* _DATA SUPPLIED_
* start *
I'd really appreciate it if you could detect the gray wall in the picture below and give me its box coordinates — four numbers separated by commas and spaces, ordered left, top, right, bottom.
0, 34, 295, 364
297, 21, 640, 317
* end *
* start *
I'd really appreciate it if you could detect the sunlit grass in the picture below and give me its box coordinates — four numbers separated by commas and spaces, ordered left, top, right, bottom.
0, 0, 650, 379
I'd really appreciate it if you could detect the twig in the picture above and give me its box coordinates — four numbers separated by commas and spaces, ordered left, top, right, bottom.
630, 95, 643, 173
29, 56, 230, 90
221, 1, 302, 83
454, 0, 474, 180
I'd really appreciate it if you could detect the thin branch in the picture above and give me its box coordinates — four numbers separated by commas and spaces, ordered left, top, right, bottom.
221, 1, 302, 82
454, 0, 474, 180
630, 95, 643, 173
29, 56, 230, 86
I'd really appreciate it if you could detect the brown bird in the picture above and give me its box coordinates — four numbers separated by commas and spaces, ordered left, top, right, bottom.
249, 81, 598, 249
* end *
Edit the data from the line with "I'd really appreciate it if you could detect the gray" to the line with "297, 21, 640, 317" so that "gray wall" becomes "concrete wall", and give back only those lines with nothing else changed.

I'd really appreciate it if you could detect the concrete wall in the picture below and give me its box coordinates — four numbers separated by commas and spaces, ordered left, top, right, bottom.
0, 34, 295, 364
297, 21, 640, 317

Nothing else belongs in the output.